- [TASK DESCRIPTION]
From the first entry to the last, repeat them all exactly.
== DATASET RECORDS
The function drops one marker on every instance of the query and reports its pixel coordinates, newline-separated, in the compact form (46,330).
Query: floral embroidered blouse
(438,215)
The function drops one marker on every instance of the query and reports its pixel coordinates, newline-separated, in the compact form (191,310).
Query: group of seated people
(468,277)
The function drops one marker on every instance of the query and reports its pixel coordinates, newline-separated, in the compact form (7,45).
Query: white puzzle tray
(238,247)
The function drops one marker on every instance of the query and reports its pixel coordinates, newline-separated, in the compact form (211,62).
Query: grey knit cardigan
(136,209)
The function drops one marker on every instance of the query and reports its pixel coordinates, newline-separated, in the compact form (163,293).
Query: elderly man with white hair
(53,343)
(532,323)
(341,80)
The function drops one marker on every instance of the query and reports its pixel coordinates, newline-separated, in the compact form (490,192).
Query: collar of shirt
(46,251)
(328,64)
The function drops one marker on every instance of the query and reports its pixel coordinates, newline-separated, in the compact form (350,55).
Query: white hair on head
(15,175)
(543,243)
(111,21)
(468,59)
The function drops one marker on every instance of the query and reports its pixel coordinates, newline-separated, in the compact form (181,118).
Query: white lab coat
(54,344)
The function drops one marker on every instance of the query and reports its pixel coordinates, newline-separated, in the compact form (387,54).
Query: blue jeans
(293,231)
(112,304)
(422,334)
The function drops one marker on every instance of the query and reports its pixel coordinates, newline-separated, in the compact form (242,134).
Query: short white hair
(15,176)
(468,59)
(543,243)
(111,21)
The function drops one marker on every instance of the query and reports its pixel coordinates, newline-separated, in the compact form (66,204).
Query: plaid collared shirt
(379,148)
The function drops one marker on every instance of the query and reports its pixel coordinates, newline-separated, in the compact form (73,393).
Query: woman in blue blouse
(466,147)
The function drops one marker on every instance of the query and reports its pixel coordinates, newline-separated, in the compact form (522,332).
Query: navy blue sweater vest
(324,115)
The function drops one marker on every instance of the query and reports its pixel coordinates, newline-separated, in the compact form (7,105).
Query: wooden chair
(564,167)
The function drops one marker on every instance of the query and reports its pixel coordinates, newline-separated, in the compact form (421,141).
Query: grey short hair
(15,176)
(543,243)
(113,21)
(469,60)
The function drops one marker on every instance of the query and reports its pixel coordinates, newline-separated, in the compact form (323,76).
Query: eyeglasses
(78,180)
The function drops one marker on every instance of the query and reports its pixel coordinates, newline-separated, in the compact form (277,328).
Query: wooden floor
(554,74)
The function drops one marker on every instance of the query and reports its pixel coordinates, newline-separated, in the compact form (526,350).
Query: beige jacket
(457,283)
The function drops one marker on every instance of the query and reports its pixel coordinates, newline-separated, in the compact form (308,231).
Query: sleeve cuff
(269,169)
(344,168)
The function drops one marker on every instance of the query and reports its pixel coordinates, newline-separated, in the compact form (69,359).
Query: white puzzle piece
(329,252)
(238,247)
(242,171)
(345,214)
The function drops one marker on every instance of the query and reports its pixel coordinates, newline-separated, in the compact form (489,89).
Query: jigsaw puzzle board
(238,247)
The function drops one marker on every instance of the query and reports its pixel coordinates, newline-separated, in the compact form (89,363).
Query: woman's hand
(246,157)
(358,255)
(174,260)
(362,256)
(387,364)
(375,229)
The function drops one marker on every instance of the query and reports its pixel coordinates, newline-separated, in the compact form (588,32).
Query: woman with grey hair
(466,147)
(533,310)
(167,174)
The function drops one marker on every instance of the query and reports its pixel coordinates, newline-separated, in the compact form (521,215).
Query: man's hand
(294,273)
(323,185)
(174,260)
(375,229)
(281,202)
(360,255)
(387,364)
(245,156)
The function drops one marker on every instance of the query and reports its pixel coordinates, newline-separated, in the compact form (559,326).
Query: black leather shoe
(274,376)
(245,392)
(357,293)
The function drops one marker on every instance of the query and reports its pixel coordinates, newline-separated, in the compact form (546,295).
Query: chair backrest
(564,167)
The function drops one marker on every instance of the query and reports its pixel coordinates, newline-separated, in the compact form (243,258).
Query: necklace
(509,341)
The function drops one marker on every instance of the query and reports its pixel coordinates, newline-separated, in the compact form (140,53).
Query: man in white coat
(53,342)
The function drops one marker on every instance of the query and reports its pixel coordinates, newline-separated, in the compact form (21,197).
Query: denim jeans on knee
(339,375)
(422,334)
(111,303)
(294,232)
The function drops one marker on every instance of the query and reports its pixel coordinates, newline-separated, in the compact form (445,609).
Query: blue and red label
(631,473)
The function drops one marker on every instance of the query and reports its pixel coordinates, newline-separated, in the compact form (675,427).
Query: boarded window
====
- [TASK SOLUTION]
The function drops one marker on every instance of the query and reports its pixel coordinates, newline-separated, in the compact form (46,330).
Query: floral embroidered blouse
(438,215)
The function drops one marker on every instance of the query and reports its pixel coordinates, newline-separated, in the compact form (191,310).
Query: group of seated people
(468,277)
The function drops one marker on every instance of the query and reports its pixel coordinates, newline-separated, in the compact form (7,45).
Query: white puzzle tray
(238,247)
The function drops one marker on every instance of the query and reports its pixel coordinates, newline-separated, in the compact form (211,62).
Query: grey knit cardigan
(136,209)
The function drops one marker on every instance of the query and reports its pixel coordinates, newline-separated, in the compact form (163,293).
Query: elderly man with white hair
(53,343)
(532,323)
(341,80)
The function drops one marker on every instance of the query and reports its pixel coordinates, newline-separated, in the compact form (490,192).
Query: collar of shirt
(46,251)
(328,64)
The function drops one marker on every instance of the query and reports its pixel coordinates, newline-separated, in the compact form (350,55).
Query: white hair on head
(15,175)
(543,243)
(111,21)
(468,59)
The function drops one marker on every instance of the query and reports its pixel coordinates, newline-separated, in the compact form (181,118).
Query: white lab coat
(54,344)
The function drops one marker on every instance of the query and reports its pixel coordinates, newline-separated, in the compact form (387,54).
Query: blue jeans
(293,231)
(112,304)
(422,334)
The function drops one marker on every instance of the query and reports its pixel coordinates, newline-separated, in the compact form (242,134).
Query: short white hair
(15,176)
(468,59)
(543,243)
(111,21)
The function drops one marker on every instance of the query and reports its pixel coordinates, newline-separated, in the compact form (66,204).
Query: plaid collared shirt
(379,148)
The function drops one marker on every instance of the query and reports its pixel coordinates, newline-separated, in the compact form (73,393).
Query: woman in blue blouse
(466,147)
The function drops one marker on every instance of the query and reports its pixel coordinates, newline-separated, in the compact form (522,332).
Query: navy blue sweater vest
(324,115)
The function drops one marker on every instance of the query and reports its pixel coordinates, newline-separated, in the compact form (7,105).
Query: wooden chair
(564,167)
The function drops one marker on every instance of the query and reports its pixel coordinates, newline-separated, in the compact form (421,141).
Query: grey short hair
(15,176)
(543,243)
(113,21)
(469,60)
The function drops one marker on every instance of the query and reports its pixel coordinates, newline-separated, in the compact form (323,76).
Query: eyeglasses
(78,180)
The function drops one marker on every instance of the query and reports its pixel coordinates, newline-separated, in the compact form (277,328).
Query: wooden floor
(554,74)
The function drops one marker on every instance of the query and reports its pixel coordinates, newline-separated, in the compact form (526,350).
Query: beige jacket
(457,283)
The function drops one marker on every instance of the query and reports its pixel coordinates, newline-separated, in the compact form (308,231).
Query: sleeve cuff
(269,169)
(344,168)
The function drops one marker on every instance of the query and reports its pixel coordinates, newline-separated, in the compact form (69,359).
Query: white puzzle piece
(329,252)
(238,247)
(242,171)
(345,214)
The function drops one marker on every instance of the query and reports its pixel coordinates, newline-separated, in the compact form (489,89).
Query: jigsaw puzzle board
(238,247)
The function drops one marker on every instance of the query and reports its pixel coordinates, newline-separated, in the compact form (89,363).
Query: woman's hand
(246,157)
(358,255)
(174,260)
(362,256)
(387,364)
(375,229)
The function drops one marker on every instance of the query and reports its pixel coordinates, newline-separated, in the compact form (588,32).
Query: woman with grey hair
(466,147)
(533,310)
(167,174)
The function drops one marker on every instance of the query and reports its pixel coordinates, newline-separated, in the compact form (521,215).
Query: man's hand
(294,273)
(323,185)
(174,260)
(375,229)
(281,202)
(360,255)
(387,364)
(245,156)
The function drops one marker on every instance of the query and reports its pixel coordinates, newline-separated, in the compact form (559,326).
Query: black leather shoe
(274,376)
(245,392)
(357,293)
The function drops one marker on every instance of the query and reports its pixel coordinates, newline-separated, in the compact form (546,295).
Query: chair backrest
(564,167)
The function drops one marker on every instance of the query and reports its pixel coordinates, newline-separated, in the compact form (243,258).
Query: necklace
(509,341)
The function drops one marker on every instance of the query and reports its pixel coordinates, newline-separated, in the compact form (140,53).
Query: man in white coat
(53,342)
The function drops one marker on every instance of the query and reports its pixel coordinates, newline-separated, in the compact form (21,197).
Query: denim jeans on knee
(339,375)
(422,334)
(111,303)
(294,232)
The function drops one marker on every instance of the query and reports its pixel coordinates, newline-separated, in the compact form (445,609).
Query: blue and red label
(631,473)
The function drops one marker on every instance of the query and reports its pixel coordinates, newline-separated, in the compact form (675,427).
Query: boarded window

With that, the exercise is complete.